#### 文書の抜粋
その分野の専門家であれば、勉強のためにすべての作品をしっかりと「調査」していくように見るということもあるでしょう。
でも勉強となるとあまり楽しくないような、できるだけ自由に楽しんでいただきたい、
とりわけ「楽しむ」ということを大事にしていただけたらというのが、展覧会を作る側としての想いです。
ということで、今回の「中国山水画の20世紀 中国美術館名品展」、私自身がどのように楽しんだかを少しご紹介いたしましょう。

中国人と日本人の空間認識 -初期伊万里と景徳鎮窯青花で考えてみた
「中国山水画の20世紀」、近現代の山水画の名品、名品、名品が並んでいます。
この展覧会を見ながら思ったのが、
中国人のDNAには空間認識と構築性というものが、備わっているのではなかろうか、
ということでした。
私の専門は日本の焼物です。焼物の世界では中国と日本との関係を考えることがしばしば。
この展覧会を見て思い出したのが、初期伊万里と景徳鎮窯の山水が描かれた二枚の大皿でした。


染付山水図大鉢(左) 伊万里 17世紀 東京国立博物館蔵
(2012年10月10日(水)~2012年12月16日(日)本館13室にて展示予定)
青花山水人物図皿(右) 景徳鎮窯 17世紀 東京国立博物館蔵
(展示予定はありません)


ひとつは初期伊万里の大鉢。皿と言っておいて大鉢なのかと言われそうですが、大鉢です。
初期伊万里のように磁器を焼き始めたばかりの頃には、本当は大皿を作りたいのだけど、技術的に平たい皿形に作ることができなくて、大鉢として作るしかなったのです。
その形は小さな高台から斜めに広がるように立ち上がっています。そこに染付で山水図が描かれています。
もうひとつが中国の景徳鎮窯で焼かれた青花。こちらは平たい皿形です。
見込全面を使って山水人物図が描かれています。

同じ山水が描かれていると言いながら、両者には大きな違いがありますね。
中国の皿に描かれた山水はまさに山水図。絵の下の方から上に向かって次第に遠くなっていくという遠近法に従ってしっかりと描かれています。
一方の初期伊万里。こちらはかろうじて天地が分かるものの、右上の部分などは空から草が生えているように見えます。

#### 提供データ
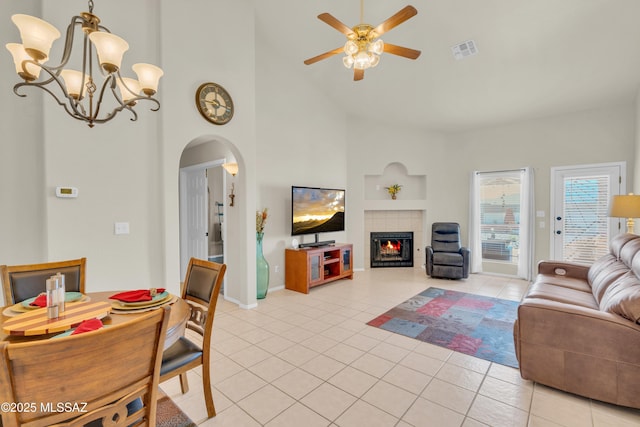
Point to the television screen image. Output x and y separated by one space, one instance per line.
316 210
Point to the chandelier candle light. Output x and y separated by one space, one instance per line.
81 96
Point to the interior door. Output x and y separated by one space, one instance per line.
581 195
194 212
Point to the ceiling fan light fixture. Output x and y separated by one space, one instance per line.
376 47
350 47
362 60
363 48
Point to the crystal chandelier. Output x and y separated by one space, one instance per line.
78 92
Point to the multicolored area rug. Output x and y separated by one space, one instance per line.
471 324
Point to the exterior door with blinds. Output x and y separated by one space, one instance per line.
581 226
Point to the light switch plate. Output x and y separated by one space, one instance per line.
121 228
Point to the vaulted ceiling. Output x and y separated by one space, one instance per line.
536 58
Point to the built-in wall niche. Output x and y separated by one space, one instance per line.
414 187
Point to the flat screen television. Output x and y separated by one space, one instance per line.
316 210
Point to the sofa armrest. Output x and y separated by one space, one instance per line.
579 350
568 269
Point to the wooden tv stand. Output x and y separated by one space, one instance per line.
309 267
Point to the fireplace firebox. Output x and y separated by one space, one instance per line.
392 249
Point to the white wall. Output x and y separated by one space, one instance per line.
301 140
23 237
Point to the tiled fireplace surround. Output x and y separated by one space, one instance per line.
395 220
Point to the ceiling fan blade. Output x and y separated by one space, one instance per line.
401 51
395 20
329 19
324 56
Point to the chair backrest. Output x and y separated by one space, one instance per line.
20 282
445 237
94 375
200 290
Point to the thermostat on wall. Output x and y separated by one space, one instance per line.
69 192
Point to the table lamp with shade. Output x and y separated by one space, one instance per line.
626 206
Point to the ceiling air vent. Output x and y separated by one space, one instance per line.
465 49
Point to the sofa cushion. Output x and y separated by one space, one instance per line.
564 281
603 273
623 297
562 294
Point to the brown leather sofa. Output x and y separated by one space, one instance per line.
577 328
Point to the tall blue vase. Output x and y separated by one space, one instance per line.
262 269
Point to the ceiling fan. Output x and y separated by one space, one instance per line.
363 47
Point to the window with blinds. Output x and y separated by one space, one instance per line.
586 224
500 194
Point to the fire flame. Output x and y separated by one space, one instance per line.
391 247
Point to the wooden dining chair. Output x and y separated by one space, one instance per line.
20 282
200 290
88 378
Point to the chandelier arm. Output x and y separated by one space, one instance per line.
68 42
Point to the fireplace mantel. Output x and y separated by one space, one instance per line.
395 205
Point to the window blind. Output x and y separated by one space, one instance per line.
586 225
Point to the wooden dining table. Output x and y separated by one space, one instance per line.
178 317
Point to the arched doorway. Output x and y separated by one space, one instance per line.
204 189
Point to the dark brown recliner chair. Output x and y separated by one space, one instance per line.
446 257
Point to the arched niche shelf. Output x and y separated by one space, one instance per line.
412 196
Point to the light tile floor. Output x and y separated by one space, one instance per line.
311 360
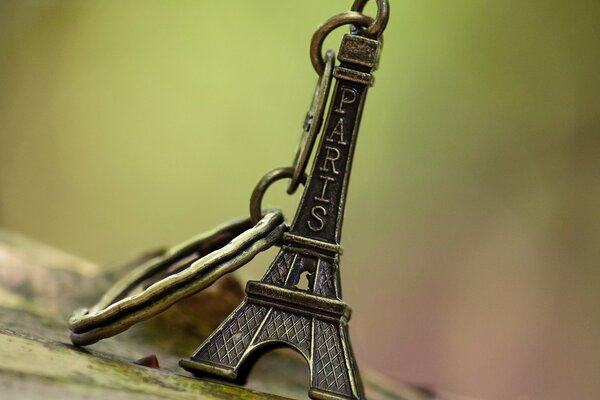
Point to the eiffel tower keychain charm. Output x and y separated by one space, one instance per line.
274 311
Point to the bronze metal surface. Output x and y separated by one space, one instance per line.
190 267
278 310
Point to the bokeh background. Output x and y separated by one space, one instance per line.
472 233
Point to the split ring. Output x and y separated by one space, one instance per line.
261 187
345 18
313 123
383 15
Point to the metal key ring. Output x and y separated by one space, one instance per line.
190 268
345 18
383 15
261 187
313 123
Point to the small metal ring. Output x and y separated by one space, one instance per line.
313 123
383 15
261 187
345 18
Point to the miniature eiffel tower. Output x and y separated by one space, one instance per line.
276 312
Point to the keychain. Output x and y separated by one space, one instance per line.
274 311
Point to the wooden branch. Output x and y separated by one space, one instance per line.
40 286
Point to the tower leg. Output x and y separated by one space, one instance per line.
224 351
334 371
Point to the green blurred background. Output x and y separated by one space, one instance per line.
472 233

==

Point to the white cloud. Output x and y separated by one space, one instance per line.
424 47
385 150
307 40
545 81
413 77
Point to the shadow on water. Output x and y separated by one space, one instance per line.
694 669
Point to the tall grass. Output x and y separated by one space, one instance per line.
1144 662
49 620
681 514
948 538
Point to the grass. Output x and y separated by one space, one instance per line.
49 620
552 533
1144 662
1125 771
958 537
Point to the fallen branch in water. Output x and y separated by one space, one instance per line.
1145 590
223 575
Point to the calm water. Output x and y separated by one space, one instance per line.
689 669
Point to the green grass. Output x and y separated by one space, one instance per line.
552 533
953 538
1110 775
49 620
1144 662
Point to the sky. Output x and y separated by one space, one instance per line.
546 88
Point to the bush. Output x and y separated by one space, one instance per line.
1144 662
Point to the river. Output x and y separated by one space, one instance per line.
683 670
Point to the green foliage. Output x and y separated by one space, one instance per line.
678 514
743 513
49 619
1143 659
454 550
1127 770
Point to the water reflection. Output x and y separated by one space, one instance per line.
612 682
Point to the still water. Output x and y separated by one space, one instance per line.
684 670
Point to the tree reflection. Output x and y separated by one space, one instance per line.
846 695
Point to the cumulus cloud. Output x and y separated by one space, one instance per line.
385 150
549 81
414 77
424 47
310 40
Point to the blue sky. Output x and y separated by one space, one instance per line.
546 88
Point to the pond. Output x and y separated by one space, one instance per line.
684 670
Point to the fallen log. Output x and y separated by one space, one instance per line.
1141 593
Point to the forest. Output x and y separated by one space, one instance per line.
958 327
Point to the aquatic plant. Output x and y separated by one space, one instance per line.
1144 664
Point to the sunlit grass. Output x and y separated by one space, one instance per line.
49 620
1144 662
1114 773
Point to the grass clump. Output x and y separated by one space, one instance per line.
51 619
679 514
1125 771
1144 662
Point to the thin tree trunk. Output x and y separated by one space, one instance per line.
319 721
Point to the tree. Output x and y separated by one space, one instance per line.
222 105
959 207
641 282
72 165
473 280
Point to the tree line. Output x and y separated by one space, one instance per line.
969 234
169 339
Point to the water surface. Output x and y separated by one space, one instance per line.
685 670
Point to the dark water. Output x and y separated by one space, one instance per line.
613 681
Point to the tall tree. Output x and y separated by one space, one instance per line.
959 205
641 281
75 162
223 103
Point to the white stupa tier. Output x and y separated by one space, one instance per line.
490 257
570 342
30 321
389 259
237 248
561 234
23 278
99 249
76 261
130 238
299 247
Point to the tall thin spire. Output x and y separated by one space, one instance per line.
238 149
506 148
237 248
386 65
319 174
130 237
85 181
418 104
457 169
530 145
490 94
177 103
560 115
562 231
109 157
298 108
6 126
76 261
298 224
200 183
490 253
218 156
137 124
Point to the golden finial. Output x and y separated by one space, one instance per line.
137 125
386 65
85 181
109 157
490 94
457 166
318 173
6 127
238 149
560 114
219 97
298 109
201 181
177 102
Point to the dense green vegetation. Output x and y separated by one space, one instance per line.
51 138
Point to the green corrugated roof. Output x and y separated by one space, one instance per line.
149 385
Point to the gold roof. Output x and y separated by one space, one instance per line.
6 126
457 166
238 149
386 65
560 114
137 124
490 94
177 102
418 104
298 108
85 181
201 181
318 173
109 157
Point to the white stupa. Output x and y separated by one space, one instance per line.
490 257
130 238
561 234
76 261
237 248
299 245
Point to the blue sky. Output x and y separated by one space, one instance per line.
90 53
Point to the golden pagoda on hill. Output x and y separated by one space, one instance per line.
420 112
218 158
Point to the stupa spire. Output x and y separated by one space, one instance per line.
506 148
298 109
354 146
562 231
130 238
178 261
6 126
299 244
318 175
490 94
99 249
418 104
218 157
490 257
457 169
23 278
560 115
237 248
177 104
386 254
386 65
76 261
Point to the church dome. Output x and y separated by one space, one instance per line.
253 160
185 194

...

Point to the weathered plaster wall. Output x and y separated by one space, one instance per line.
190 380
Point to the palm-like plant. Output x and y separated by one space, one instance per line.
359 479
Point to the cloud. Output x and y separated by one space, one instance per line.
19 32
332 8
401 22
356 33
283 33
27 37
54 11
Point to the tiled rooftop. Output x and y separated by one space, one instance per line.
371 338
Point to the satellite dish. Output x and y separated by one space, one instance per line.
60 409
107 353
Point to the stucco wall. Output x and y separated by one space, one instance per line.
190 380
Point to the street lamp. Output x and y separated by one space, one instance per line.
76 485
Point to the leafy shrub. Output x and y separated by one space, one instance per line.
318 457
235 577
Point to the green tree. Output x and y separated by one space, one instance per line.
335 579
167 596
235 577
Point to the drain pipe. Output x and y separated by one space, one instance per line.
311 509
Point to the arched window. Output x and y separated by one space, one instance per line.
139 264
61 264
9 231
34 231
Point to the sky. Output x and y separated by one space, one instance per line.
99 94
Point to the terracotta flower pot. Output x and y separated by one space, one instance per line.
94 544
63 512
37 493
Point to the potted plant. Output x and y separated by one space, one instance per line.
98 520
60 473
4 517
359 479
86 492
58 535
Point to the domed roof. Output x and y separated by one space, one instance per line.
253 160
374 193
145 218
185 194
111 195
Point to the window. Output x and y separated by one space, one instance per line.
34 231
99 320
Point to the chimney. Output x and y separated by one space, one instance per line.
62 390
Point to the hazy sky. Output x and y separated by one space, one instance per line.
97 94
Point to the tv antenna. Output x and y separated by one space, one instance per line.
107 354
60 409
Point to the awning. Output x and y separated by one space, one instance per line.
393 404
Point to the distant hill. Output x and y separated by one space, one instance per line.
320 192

#### 課題内容 A
展覧会についての文章から、「ということで、今回の「中国山」という語句を含む箇所で始まり「日)本館13室にて展示予定)」で終わる部分を、一字一句変えずに抜き出してください。
#### 課題内容 B
リストのうち、「stupa」という文字列を含む行をすべて取り出してください。大文字と小文字は区別します。

#### 完全な解答 A
ということで、今回の「中国山水画の20世紀 中国美術館名品展」、私自身がどのように楽しんだかを少しご紹介いたしましょう。

中国人と日本人の空間認識 -初期伊万里と景徳鎮窯青花で考えてみた
「中国山水画の20世紀」、近現代の山水画の名品、名品、名品が並んでいます。
この展覧会を見ながら思ったのが、
中国人のDNAには空間認識と構築性というものが、備わっているのではなかろうか、
ということでした。
私の専門は日本の焼物です。焼物の世界では中国と日本との関係を考えることがしばしば。
この展覧会を見て思い出したのが、初期伊万里と景徳鎮窯の山水が描かれた二枚の大皿でした。


染付山水図大鉢(左) 伊万里 17世紀 東京国立博物館蔵
(2012年10月10日(水)~2012年12月16日(日)本館13室にて展示予定)

#### 完全な解答 B
Point to the white stupa tier. Output x and y separated by one space, one instance per line.
Point to the white stupa. Output x and y separated by one space, one instance per line.
Point to the stupa spire. Output x and y separated by one space, one instance per line.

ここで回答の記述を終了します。